Problem requirements → Rewrite the lines of each item with "soldier" replaced by "officer" and everything else unchanged, omitting the pictures.

Given records →
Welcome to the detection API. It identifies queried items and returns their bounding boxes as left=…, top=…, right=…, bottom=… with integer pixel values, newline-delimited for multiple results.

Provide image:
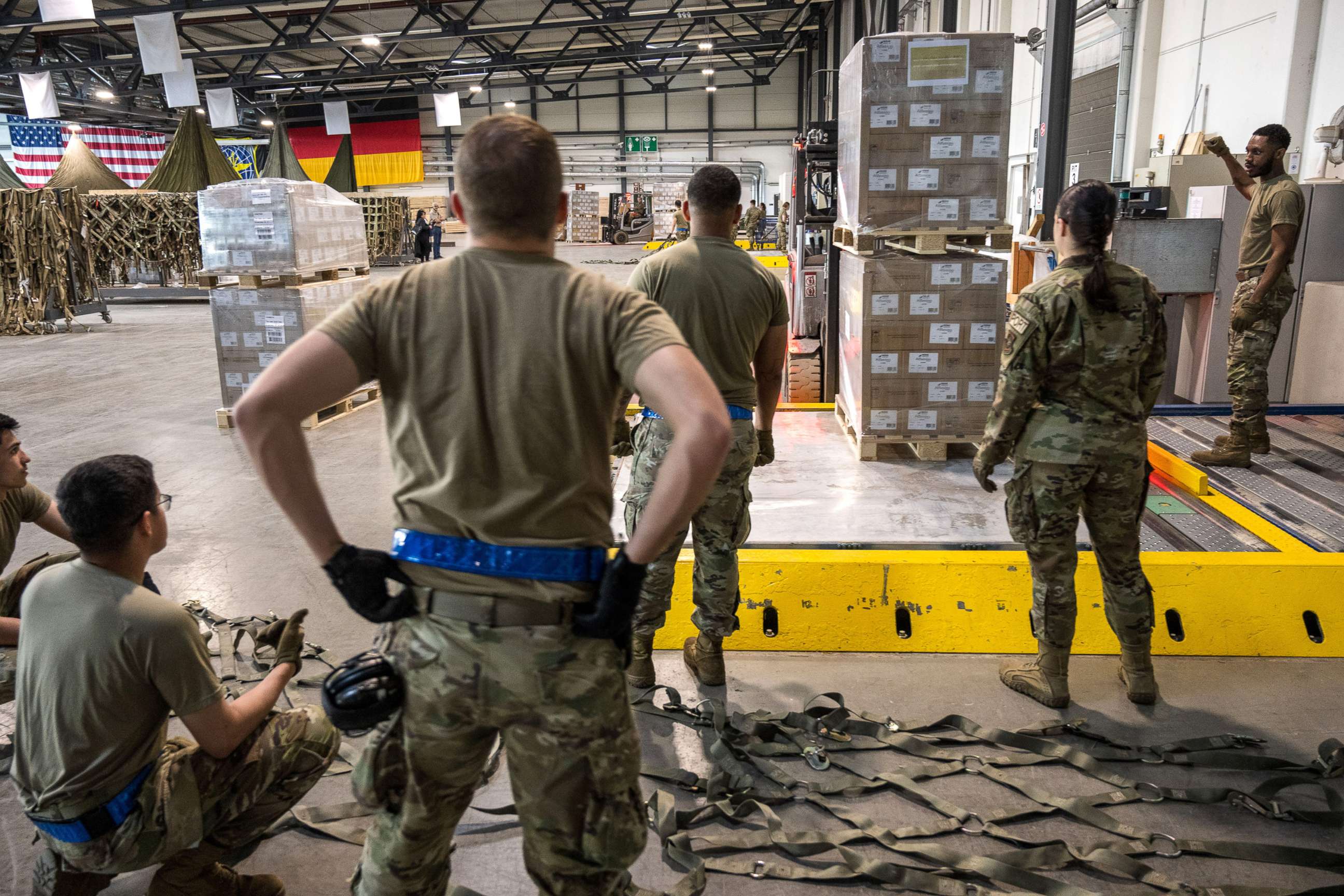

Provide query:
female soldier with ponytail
left=974, top=180, right=1167, bottom=707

Finished exercise →
Welcome to the detection API. It identifies queried items and returns their bounding boxes as left=…, top=…, right=…, bottom=… with integer pixel values, newline-delimited for multiple results.

Provide image:

Provide query:
female officer with ponytail
left=974, top=180, right=1167, bottom=707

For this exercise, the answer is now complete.